_Passage for review_:
Although plant disease management policies are continuously developed all over the world, modern agriculture still faces devastating plant diseases. One of the most important diseases is potato late blight caused by the oomycete Phytophthora infestans that cause billion-dollar losses annually. The current control strategies of the disease are mainly fungicide application and breeding of cultivars with dominant resistance genes. The pathogen is notorious for its ability to overcome resistance and this is why many control strategies need always to be explored.
The prior art teaches a wide variety of materials that protect plants. Natural antimicrobial metabolites from plants having an effect on the growth of the phytopathogens have been used. Suppression of late blight development on tomato plants was achieved with ethanolic plant extracts of Paeonia suffruticosa and Hedera helix, both of which inhibited P. infestans zoospore release and germination (Röhner et al. 2004). Plant extracts of Rheum rhabarbarum and Solidago canadensis reduced the growth of P. infestans on potato leaves by directly inhibiting P. infestans growth (Stephan et al. 2005). Antibacterial, antifungal, and anti-oomycete activity of garlic juice has been reported and found to reduce the severity of late blight disease in potato plants (Slusarenko et al. 2008). A commercial product which shows an efficacy against P. infestans on potatoes is Elot-Vis®, which is based on an ethanolic plant extract (Stephan et al. 2005). Elot-Vis® showed effect against P. infestans on potato crops but only reduced disease if applied one day before P. infestans inoculation (Stephan et al. 2005). Elot-Vis® is directly toxic to the pathogen (Stephan et al. 2005).

_Given records_:
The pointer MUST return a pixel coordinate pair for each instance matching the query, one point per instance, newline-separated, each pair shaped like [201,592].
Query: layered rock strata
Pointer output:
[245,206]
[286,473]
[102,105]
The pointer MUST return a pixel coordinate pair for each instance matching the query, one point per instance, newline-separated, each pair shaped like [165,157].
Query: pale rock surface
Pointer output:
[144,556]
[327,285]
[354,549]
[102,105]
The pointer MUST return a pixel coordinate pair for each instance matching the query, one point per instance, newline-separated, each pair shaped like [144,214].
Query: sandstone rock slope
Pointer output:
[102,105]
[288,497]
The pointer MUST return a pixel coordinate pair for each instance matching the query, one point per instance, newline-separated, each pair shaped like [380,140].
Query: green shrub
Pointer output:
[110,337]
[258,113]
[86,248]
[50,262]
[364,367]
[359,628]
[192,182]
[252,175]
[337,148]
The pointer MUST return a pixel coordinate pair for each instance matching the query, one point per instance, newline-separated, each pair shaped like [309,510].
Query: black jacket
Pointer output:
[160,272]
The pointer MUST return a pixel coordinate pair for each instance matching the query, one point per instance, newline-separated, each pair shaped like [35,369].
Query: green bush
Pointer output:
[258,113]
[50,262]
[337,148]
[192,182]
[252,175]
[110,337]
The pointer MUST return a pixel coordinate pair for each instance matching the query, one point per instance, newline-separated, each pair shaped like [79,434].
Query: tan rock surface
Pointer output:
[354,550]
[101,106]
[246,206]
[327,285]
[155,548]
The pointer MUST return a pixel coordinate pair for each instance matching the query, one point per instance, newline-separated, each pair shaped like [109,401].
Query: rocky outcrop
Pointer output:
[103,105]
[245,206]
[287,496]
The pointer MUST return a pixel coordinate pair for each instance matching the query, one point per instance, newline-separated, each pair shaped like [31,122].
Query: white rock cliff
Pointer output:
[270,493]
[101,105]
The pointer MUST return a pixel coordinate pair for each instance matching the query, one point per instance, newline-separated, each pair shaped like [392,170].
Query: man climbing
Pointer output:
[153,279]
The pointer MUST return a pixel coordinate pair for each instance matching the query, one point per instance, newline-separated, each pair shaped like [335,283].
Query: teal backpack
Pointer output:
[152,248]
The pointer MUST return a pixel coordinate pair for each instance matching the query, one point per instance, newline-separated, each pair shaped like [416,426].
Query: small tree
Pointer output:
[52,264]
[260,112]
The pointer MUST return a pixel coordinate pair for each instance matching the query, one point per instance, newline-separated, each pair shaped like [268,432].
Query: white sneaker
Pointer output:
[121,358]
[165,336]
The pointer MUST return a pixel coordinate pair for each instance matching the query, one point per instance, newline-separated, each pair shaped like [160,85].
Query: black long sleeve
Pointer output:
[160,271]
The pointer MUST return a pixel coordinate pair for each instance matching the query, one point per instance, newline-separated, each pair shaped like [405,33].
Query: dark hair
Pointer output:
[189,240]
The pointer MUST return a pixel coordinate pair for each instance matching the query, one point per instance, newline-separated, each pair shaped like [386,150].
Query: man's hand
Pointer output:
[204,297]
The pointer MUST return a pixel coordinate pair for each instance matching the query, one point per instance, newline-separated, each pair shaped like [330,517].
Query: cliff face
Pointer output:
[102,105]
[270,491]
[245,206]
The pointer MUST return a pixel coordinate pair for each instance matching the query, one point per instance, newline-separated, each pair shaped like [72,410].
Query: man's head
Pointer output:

_Task item A_: In the passage on potato late blight, when did Elot-Vis® have to be applied to reduce disease?
_Task item B_: Continue the passage on potato late blight from the point where it stops.

_Exercise result A_: One day before P. infestans inoculation.

_Exercise result B_:
Promising results achieved with the application of some plant defense inducing agents suggest that the principle of induced resistance might be employed in integrated disease management programs.
Resistance against P. infestans has been linked to the effect of a number of phenolic compounds like chlorogenic acid, p-coumaric acid, ferulic acid, rosmarinic acid, salicylic acid, 4-hydroxybenzaldehyde, and 4-hydroxybenzoate (Coquoz et al. 1995; Widmer and Laurent 2006). The commonly reported functions of phenolic compounds in the literature have been assigned to two main functions. Phenolic compounds can either have a direct toxic (antimicrobial) effect on the pathogens, e.g. soluble phenolic acids, or they can induce a barrier against pathogens by strengthening the cell wall to make it more resistant to the cell-wall degrading enzymes, e.g. cell wall-bound phenolics.